THE REQUEST:
Scale everything from the line containing "Target: yellow excavator" down to the end of the items, both ends included, and reproduce those lines in full, requests included. Multiply every coordinate in the answers by 1.3 and round to the nearest whole number, with halves rounded up.

TASK INPUT:

--

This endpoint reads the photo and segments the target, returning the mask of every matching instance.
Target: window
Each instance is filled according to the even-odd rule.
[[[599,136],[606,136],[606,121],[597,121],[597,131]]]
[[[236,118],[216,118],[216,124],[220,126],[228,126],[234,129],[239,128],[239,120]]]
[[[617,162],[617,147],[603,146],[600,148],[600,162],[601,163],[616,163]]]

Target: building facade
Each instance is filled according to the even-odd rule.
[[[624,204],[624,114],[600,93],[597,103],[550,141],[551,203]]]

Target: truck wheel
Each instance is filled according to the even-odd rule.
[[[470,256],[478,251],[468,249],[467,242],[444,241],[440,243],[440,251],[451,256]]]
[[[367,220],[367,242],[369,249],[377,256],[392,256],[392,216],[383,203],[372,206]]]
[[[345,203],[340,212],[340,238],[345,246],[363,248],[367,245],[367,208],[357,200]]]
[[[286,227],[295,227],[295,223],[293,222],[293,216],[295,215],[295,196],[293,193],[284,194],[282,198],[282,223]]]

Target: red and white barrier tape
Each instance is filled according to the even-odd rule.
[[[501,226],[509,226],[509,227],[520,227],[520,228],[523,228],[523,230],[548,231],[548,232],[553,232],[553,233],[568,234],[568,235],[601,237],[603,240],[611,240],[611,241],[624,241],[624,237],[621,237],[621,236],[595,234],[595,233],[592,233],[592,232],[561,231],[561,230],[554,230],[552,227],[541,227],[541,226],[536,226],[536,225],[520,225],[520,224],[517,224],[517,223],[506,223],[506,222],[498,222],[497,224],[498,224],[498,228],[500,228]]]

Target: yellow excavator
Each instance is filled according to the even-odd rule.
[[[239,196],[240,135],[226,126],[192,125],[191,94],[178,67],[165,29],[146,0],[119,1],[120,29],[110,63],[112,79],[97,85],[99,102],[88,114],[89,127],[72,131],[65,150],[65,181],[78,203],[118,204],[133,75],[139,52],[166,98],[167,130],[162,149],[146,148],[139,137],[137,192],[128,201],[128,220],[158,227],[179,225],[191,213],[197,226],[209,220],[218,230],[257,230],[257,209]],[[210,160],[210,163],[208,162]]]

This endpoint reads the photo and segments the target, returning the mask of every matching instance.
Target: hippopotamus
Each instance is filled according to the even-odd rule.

--

SOLUTION TO THIS PROBLEM:
Target: yellow excavator
Each instance is filled according to the even-odd rule.
[[[311,255],[312,176],[294,164],[250,163],[248,122],[231,87],[215,38],[190,0],[155,1],[156,38],[143,82],[146,103],[126,111],[129,133],[114,148],[116,165],[94,170],[85,195],[85,235],[101,264],[153,265],[173,98],[181,68],[216,127],[217,169],[211,194],[190,192],[181,178],[178,250],[166,261],[166,286],[205,295],[233,293],[248,277],[256,294],[272,286],[283,299],[334,299],[334,272]],[[273,208],[273,212],[270,211]]]

This endpoint reads the photo and segments the target, returning the mask of every matching instance.
Target: hippopotamus
Each instance is filled according to the even-odd rule.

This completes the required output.